Contour labeling entries:
----

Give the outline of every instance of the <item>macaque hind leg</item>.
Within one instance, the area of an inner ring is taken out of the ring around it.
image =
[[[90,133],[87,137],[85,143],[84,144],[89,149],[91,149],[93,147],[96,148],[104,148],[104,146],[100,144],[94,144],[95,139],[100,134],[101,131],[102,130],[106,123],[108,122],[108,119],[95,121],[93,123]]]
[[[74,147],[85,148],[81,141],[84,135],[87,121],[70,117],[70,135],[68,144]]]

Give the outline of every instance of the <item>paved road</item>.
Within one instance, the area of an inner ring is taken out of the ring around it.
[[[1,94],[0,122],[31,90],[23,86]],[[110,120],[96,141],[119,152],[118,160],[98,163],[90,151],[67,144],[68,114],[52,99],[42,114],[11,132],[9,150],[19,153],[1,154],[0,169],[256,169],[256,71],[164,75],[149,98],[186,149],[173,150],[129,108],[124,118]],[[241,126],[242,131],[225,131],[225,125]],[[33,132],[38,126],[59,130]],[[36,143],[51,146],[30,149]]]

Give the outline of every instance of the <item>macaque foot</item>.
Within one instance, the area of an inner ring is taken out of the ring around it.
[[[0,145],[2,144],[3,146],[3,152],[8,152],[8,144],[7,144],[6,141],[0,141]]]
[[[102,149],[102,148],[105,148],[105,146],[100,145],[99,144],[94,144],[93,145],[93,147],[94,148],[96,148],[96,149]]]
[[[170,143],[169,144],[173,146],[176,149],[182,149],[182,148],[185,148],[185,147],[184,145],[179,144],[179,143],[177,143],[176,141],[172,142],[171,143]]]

----

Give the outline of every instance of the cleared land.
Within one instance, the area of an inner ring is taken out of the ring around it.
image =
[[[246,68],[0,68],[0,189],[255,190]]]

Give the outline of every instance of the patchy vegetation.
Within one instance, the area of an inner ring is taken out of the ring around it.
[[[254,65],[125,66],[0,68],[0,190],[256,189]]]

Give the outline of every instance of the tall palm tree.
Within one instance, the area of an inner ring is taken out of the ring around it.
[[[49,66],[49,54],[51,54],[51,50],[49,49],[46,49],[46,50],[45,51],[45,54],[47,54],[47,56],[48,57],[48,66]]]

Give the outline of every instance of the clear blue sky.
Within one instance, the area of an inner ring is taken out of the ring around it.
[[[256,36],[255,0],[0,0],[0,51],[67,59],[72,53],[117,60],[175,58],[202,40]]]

----

Return each line above that contains the word "every". Case matters.

## In response
Give the outline of every instance of the <item>macaque hind leg</item>.
Give the outline of every instance of the <item>paved road</item>.
Give the outline of every instance of the <item>macaque foot</item>.
Give the outline of every instance of the cleared land.
Give the outline of every instance of the patchy vegetation.
Give the outline of every instance of the tall palm tree.
Give the outline of every instance of the clear blue sky.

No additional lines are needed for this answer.